EXERCISE DESCRIPTION:
Rewrite the material from its first line through the line containing "column 376, row 274", substituting "leafy vegetation" for every "green foliage" and leaving everything else as it is. Give only those lines.

DATA SECTION:
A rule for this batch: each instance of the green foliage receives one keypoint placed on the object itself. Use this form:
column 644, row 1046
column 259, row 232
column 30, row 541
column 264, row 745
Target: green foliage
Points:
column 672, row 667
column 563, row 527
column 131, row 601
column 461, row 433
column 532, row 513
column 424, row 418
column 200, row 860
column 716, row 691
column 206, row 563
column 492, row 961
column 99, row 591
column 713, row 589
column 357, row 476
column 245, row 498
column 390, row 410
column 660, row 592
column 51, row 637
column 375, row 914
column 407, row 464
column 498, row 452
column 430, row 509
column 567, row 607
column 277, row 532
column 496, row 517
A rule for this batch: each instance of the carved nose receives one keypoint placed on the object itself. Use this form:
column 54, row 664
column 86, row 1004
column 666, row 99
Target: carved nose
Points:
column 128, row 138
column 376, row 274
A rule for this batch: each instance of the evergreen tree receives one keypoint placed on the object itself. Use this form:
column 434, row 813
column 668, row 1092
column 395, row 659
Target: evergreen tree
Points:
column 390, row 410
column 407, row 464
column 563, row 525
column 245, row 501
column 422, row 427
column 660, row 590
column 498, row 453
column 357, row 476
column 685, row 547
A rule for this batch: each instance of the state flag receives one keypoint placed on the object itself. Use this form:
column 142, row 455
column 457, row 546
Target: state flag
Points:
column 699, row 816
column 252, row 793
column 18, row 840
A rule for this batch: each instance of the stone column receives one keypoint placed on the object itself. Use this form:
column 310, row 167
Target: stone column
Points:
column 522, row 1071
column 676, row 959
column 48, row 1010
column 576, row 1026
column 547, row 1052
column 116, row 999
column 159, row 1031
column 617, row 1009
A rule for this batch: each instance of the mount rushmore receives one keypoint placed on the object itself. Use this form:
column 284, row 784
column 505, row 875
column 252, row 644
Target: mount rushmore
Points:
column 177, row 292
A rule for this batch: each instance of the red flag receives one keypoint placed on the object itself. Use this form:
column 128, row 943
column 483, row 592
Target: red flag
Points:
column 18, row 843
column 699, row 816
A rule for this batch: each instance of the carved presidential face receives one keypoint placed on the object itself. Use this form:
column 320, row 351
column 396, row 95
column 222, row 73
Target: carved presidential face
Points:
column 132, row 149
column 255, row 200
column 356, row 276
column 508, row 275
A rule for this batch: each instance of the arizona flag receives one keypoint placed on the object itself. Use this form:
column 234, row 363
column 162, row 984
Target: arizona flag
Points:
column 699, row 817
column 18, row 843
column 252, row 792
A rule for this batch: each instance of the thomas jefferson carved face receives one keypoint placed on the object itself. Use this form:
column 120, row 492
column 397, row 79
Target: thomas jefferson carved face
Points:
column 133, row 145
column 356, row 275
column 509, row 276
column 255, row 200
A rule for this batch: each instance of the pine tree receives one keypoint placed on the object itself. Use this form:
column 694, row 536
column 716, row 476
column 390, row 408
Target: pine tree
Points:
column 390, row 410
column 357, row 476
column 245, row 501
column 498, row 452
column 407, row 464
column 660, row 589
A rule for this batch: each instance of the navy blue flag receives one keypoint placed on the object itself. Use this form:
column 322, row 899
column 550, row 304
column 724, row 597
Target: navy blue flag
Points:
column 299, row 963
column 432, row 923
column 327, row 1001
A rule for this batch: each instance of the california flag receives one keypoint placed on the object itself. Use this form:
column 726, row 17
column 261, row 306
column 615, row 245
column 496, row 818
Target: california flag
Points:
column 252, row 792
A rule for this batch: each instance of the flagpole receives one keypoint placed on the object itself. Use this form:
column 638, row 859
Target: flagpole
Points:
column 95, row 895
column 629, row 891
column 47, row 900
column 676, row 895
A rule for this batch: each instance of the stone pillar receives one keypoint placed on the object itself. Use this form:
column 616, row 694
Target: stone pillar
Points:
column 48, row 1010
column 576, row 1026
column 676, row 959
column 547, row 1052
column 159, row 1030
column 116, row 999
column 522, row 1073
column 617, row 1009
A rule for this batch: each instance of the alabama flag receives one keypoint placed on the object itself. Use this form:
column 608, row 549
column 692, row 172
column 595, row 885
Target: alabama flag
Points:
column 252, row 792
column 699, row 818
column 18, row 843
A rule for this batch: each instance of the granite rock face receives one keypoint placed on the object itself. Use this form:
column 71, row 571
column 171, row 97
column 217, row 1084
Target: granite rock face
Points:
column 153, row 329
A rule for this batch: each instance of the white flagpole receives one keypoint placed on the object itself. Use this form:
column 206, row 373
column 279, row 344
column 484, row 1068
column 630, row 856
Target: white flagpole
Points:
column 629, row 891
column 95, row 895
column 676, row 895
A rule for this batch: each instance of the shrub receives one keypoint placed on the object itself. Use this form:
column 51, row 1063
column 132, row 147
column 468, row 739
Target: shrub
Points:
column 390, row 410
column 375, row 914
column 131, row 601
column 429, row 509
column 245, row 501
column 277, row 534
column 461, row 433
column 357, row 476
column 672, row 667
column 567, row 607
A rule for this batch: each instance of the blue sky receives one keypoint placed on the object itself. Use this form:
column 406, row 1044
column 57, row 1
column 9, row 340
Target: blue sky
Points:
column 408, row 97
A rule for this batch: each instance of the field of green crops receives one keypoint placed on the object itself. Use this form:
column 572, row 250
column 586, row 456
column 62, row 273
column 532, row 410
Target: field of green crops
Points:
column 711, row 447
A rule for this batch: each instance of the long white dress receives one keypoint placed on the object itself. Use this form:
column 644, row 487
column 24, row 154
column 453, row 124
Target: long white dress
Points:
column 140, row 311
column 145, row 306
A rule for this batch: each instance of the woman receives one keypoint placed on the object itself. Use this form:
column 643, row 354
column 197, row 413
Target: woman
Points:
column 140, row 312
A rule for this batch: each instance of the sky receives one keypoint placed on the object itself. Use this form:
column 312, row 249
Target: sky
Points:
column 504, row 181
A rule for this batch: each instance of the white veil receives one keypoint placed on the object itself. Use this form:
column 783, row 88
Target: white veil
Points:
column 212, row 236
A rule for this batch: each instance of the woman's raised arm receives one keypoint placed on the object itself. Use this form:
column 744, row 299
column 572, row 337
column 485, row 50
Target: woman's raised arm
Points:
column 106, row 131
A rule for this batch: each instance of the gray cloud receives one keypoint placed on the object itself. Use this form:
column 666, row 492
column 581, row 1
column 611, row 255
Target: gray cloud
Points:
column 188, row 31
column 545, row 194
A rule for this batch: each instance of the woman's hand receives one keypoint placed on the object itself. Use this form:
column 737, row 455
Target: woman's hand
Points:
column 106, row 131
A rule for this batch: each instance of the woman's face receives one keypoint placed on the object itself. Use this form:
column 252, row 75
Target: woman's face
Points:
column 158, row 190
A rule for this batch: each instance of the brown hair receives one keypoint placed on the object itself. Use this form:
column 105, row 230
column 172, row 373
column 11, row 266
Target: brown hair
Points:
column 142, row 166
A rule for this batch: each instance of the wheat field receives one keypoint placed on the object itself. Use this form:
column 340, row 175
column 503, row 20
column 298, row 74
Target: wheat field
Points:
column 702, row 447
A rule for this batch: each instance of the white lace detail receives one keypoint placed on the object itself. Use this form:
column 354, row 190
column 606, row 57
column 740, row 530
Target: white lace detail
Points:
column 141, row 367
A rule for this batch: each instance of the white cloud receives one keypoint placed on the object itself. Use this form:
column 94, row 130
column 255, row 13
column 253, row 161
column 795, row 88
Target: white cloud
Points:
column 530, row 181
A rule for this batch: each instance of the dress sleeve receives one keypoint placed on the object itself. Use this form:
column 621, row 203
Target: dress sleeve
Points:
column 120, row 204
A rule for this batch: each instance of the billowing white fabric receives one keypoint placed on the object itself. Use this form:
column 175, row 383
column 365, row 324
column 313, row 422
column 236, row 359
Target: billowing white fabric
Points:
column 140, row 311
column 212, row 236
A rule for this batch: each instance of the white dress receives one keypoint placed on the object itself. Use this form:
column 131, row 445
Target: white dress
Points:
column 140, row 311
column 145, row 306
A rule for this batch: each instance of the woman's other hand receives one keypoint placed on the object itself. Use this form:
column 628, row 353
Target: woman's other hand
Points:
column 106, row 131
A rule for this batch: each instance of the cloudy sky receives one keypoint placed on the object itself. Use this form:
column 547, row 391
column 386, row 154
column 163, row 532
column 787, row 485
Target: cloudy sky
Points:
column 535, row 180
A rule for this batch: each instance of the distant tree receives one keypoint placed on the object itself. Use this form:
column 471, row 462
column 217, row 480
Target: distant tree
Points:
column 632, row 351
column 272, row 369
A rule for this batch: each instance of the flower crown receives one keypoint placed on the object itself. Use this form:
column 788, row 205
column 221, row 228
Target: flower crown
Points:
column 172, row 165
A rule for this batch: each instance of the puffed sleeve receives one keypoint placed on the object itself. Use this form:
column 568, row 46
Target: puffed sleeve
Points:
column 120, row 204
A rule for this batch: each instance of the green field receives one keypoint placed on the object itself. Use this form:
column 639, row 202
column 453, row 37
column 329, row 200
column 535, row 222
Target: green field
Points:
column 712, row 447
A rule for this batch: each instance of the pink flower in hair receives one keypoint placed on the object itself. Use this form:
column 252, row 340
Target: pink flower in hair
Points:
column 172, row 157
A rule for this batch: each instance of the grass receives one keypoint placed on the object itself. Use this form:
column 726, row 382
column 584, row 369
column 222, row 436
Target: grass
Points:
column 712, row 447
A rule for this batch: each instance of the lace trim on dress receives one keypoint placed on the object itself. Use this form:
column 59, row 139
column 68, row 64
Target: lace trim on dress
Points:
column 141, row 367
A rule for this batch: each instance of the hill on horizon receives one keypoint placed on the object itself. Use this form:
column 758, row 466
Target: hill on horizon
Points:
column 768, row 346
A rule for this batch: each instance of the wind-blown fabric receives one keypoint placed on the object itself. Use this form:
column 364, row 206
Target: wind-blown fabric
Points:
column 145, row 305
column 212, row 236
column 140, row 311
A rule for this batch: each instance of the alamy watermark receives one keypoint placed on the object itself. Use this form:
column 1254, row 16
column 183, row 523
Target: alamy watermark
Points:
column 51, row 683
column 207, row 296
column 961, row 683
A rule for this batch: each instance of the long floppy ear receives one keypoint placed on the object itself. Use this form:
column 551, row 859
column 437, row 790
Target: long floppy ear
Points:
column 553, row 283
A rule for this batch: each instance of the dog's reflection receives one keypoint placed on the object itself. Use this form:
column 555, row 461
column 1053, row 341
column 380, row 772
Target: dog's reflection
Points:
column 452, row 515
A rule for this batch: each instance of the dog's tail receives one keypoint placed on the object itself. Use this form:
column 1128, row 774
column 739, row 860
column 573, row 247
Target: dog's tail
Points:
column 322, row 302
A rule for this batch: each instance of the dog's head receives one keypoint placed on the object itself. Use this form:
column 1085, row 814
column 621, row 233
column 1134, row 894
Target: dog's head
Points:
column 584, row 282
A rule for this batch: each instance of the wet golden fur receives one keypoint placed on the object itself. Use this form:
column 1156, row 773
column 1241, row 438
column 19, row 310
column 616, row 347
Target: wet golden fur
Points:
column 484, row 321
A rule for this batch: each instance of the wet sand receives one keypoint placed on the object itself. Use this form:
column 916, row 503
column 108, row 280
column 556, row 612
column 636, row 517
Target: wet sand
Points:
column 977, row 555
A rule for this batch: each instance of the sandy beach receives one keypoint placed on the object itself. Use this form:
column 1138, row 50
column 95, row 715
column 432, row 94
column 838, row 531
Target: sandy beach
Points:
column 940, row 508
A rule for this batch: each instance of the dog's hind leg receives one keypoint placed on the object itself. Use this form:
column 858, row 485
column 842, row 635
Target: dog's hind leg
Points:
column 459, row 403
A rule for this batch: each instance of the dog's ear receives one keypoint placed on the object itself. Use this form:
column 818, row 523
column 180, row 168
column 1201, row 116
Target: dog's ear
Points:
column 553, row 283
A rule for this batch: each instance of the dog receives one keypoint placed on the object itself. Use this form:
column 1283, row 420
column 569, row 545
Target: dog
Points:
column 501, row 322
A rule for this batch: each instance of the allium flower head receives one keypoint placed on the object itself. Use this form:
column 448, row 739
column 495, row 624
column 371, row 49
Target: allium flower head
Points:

RESPONSE BELOW:
A rule for this batch: each instance of the leafy vegetation receives one keypoint placed on the object itself. Use this form:
column 644, row 1046
column 259, row 232
column 30, row 541
column 264, row 745
Target: leafy vegetation
Points:
column 672, row 667
column 563, row 527
column 131, row 601
column 461, row 433
column 532, row 513
column 424, row 418
column 200, row 860
column 716, row 691
column 206, row 563
column 492, row 961
column 99, row 591
column 713, row 589
column 357, row 476
column 245, row 498
column 390, row 410
column 660, row 592
column 51, row 637
column 375, row 914
column 407, row 464
column 498, row 452
column 430, row 509
column 567, row 607
column 277, row 532
column 496, row 517
A rule for this batch: each instance of the carved nose receives one keypoint placed on the object itself. Use this form:
column 54, row 664
column 86, row 1004
column 666, row 99
Target: carved nose
Points:
column 128, row 138
column 376, row 274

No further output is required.